Rewrite the data below with "photo" changed to "picture" and everything else kept the same. Leave the pictures out of your answer.

● ● ● ● ● ● ●

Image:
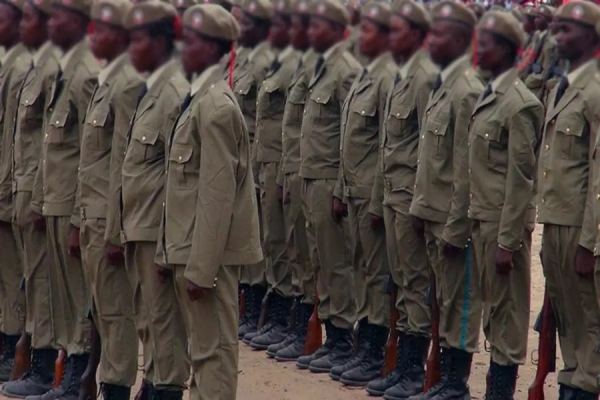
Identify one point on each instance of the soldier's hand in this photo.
(418, 225)
(115, 255)
(163, 274)
(39, 222)
(376, 222)
(74, 248)
(503, 261)
(449, 250)
(339, 209)
(195, 292)
(584, 262)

● ● ● ● ● ● ●

**WORKED ANSWER**
Image:
Identify one point on each instance of the soldier's hand in this picture.
(418, 225)
(115, 255)
(163, 274)
(39, 222)
(376, 222)
(74, 248)
(503, 261)
(449, 250)
(339, 209)
(195, 292)
(584, 262)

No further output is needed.